- Problems and tasks
1: Copy the passage on reactive liquid polymer tougheners word for word, from "Figure 2 shows" up to and including "overall formulation viscosity.".
2: Write the next part of the article on CTBN tougheners, starting after its last sentence.

- Text extract
[start]

September 5, 2023 By Jeffrey Gotro 2 Comments

Guest post by Jeremy Pasatta, Advanced Polymer Coatings

In the previous blog post, we explored the reasons why thermosets benefit from the addition of second phase tougheners.  One of the most successful and widely used forms of second phase tougheners is Reactive Liquid Polymers, or RLP.  RLP can be any polymer that is low enough in molecular weight to be able to flow at room temperature, and they also have sites capable of reacting with the matrix resin.  Initially, these polymers are compatible with the matrix resin and form a one phase homogeneous system.  As the curing reaction proceeds and the RLP reacts into the matrix resin, the molecular weight of the RLP grows to the point where they become immiscible, phase separating and forming a second domain toughener.  This process is known as Reaction Induced Phase Separation, or RIPS.  Perhaps the most classic example of RLP are a group of polybutadiene-acrylonitrile copolymers that have carboxylic acid groups at the end of the polymers chains, which is termed a telechelic polymer and commonly go by the abbreviation CTBN.  The general structure of CTBN is given in Figure 1.

Figure 1. Structure of CTBN tougheners

The functionality of these polymers is approximately 1.9 with the functional groups being located at the end of the polymer chains, and the molecular weight (Mn) of these polymers is approximately 3,000 – 4,000.  The butadiene is chosen to give the polymer low Tg and allow for easy particle cavitation, even at temperatures as low as -40˚C.  Acrylonitrile is added primarily to improve the initial miscibility of the polymers in the matrix resin.  Polybutadiene is extremely non-polar and possesses a very low solubility parameter.  Because of the low solubility parameter mismatch with most epoxy resins, pure polybutadiene will macrophase separate from the matrix resin even before the curing process is started.  Acrylonitrile increases the polarity of the polymer and increases the solubility parameter, thereby increasing the initial solubility in epoxy or matrix resin.  Typical acrylonitrile content ranges from 10-26%, with the distribution of butadiene and acrylonitrile monomers being completely random through the polymer chain.  The major advantages and disadvantages of acrylonitrile in CTBN are:

Advantages of acrylonitrile in CTBN

  • Increases initial solubility of CTBN in resin
  • Improves adhesion to substrates, especially oily substrates

Disadvantages of acrylonitrile in CTBN

  • Increases viscosity of neat CTBN
  • Can decrease Tg and modulus of matrix resin
  • Decreases effectiveness of low temperature toughening

Figure 2 shows viscosity as a function of acrylonitrile content for the neat CTBNs and shows how viscous these polymers become when the acrylonitrile content reaches 26%.  The most common acrylonitrile level for CTBN tougheners is 18% or 26%, and it can be seen that adding these high viscosity polymers to formulations can also increase the overall formulation viscosity.

[end]

- Dataset
[start]

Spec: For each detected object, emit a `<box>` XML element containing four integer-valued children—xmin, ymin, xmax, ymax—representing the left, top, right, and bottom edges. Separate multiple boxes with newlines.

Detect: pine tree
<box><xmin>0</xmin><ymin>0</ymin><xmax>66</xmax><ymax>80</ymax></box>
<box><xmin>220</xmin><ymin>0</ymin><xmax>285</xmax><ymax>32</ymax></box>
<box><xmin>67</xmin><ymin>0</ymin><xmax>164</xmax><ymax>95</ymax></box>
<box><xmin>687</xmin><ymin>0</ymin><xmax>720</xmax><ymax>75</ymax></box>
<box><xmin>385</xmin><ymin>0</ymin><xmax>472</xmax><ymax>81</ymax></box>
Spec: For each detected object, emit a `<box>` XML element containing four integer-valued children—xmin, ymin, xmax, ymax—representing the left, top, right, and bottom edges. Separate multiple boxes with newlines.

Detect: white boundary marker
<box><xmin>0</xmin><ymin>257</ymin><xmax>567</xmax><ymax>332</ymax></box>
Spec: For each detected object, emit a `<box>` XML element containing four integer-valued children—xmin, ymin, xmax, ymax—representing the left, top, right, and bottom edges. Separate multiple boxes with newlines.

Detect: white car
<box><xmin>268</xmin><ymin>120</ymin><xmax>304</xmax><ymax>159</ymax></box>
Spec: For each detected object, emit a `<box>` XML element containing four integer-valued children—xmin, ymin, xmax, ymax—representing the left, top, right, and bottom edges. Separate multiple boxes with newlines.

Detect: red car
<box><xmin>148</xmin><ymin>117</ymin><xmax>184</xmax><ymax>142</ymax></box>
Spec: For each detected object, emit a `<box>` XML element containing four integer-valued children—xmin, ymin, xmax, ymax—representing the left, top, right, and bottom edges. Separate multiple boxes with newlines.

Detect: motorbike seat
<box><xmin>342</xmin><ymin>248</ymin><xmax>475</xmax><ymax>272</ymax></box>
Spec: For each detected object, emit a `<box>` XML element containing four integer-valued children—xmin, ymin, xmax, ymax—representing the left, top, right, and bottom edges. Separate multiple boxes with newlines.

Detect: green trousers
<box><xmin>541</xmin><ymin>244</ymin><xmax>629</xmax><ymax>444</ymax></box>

[end]

- Answers for this exercise
1:
Figure 2 shows viscosity as a function of acrylonitrile content for the neat CTBNs and shows how viscous these polymers become when the acrylonitrile content reaches 26%.  The most common acrylonitrile level for CTBN tougheners is 18% or 26%, and it can be seen that adding these high viscosity polymers to formulations can also increase the overall formulation viscosity.

2:
Figure 2. Viscosity of CTBN as a Function of Acrylonitrile Content

As listed above, increasing acrylonitrile content and initial solubility of the CTBN decreases the amount of CTBN that phase separates from the matrix.  If the polymer does not phase separate and remains dissolved in the matrix resin, the Tg of the matrix resin will be lower, and some of the high temperature properties and modulus will be lost.  Increasing acrylonitrile content also increases the Tg of the copolymer, and therefore decreases the effective toughening at low temperatures.  Figure 3 gives a general schematic of optimizing toughening using CTBN.  The toughness is usually optimized at 5-15 phr of toughener, which also maximizes the amount of phase separated polymer and minimizes the effect on the Tg of the matrix resin.

Figure 3. Optimizing Performance of CTBN

(Source: CVC Product Brochure)

The carboxylic acid group of CTBN can be derived into a variety of chemistries to enhance reactivity in various systems.  By enhancing reactivity, the RLP more quickly reacts into the matrix, which enhances phase separation, increases toughening, and limits the Tg depression.  Table 1 gives the various derivatives that are commercially available, along with what type of applications they are commonly used in.

TABLE 1. CTBN Derivatives and Application Areas

This blog post showed one type of toughener, CTBN, which forms a second phase domain through RIPs.  In the next blog post, we will examine another type of rubbery low modulus toughener that toughens through a second phase morphology (coreshell particles) and will compare these two toughening technologies that are widely used in the thermoset industry.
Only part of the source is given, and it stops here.